● Written problem: Write out, character for character, the line containing "the gold drawer" and all lines after it up to the end of the listing.
# START OF Information given
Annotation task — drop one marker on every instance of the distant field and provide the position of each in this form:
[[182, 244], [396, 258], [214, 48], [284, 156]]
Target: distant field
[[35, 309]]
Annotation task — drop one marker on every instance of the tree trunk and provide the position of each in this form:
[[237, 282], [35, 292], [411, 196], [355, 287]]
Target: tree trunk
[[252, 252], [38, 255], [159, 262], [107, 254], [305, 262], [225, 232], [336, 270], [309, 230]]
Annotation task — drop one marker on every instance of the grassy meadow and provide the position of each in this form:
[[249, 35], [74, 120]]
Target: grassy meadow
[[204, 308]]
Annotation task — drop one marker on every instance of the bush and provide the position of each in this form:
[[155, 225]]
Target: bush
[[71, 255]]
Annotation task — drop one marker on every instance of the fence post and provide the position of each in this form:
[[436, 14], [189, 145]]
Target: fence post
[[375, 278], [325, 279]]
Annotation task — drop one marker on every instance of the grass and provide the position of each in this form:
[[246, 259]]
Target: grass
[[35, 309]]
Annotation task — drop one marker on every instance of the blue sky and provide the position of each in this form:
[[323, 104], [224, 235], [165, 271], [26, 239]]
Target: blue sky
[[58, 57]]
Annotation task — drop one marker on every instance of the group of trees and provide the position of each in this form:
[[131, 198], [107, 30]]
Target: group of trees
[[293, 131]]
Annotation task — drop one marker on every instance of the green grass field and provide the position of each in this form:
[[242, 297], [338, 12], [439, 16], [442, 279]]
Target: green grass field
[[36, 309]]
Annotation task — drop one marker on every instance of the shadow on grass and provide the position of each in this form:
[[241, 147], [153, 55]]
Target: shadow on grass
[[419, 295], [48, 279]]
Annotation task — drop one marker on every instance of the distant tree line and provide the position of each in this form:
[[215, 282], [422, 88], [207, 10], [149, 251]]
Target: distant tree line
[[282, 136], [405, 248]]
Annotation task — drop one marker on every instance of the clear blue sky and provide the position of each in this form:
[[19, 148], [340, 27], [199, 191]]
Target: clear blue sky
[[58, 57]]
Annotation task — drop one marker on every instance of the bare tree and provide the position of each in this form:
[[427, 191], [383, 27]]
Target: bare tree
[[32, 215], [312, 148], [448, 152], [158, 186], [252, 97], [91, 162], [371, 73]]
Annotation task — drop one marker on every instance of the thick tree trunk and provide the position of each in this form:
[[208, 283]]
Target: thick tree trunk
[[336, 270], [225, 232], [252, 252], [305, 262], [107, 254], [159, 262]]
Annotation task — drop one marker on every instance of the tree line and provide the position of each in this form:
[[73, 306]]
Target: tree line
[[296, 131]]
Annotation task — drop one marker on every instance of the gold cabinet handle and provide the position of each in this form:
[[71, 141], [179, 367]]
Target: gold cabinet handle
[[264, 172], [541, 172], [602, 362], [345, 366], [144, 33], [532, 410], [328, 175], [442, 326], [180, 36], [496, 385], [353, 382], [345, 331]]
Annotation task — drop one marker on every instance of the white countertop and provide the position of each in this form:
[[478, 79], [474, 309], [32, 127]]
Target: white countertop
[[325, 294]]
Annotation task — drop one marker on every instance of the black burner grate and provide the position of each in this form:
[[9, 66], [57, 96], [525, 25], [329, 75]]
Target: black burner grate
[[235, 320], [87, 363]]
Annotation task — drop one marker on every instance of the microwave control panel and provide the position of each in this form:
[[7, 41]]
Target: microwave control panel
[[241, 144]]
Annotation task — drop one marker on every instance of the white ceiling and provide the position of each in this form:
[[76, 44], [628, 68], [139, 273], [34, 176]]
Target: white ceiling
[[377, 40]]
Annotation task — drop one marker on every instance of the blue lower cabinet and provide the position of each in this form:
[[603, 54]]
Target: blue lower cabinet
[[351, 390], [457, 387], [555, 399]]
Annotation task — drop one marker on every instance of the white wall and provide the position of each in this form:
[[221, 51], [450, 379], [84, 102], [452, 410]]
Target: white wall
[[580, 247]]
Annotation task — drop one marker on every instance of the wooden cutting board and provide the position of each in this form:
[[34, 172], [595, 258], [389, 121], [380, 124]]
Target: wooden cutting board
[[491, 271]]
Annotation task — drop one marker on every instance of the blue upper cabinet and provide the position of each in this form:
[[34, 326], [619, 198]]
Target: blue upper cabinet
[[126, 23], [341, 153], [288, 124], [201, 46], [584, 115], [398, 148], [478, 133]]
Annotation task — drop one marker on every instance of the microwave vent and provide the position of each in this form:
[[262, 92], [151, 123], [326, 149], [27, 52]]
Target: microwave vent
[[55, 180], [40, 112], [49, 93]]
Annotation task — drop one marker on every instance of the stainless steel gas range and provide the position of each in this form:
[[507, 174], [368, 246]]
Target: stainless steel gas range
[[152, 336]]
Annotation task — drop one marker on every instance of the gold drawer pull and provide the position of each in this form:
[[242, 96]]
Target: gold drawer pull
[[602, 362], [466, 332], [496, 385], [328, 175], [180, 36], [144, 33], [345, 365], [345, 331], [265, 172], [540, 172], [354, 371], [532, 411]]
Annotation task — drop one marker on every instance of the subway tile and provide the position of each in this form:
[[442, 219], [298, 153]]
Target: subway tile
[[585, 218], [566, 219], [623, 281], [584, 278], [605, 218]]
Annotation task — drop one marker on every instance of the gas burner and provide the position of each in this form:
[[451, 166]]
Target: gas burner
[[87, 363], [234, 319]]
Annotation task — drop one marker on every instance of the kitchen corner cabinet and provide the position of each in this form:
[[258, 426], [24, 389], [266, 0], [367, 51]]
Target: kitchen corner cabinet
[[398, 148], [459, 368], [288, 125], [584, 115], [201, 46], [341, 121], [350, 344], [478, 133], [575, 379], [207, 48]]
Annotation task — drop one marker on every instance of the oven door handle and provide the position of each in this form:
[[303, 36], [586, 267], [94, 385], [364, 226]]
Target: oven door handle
# END OF Information given
● Correct result:
Annotation task — drop one marker on every instance of the gold drawer pull and provide the position of each in this form:
[[242, 96]]
Target: gold drawer pull
[[602, 362], [466, 332], [496, 385], [328, 175], [180, 36], [144, 33], [345, 365], [345, 331], [265, 172], [540, 172], [354, 371], [532, 411]]
Annotation task — drop one marker on every instance of the subway tile and provide the position of each in this form:
[[442, 219], [298, 153]]
Target: subway tile
[[585, 218], [566, 219], [623, 281], [584, 278], [605, 218]]
Annotation task — drop one marker on every instance of the gas burner and provide the position of each in this form:
[[451, 166]]
Target: gas burner
[[87, 363], [234, 319]]
Annotation task — drop one marker on every instance of the kitchen corner cabinet and provide the position of each in this form:
[[258, 426], [24, 389], [266, 0], [367, 51]]
Target: kitchen corner cabinet
[[398, 148], [459, 368], [288, 125], [584, 115], [201, 46], [341, 121], [350, 344], [478, 133], [575, 379], [207, 48]]
Annotation task — drop one marker on every instance of the oven door handle and provide the position of each in this form:
[[303, 36], [586, 267], [94, 385], [364, 226]]
Target: oven door handle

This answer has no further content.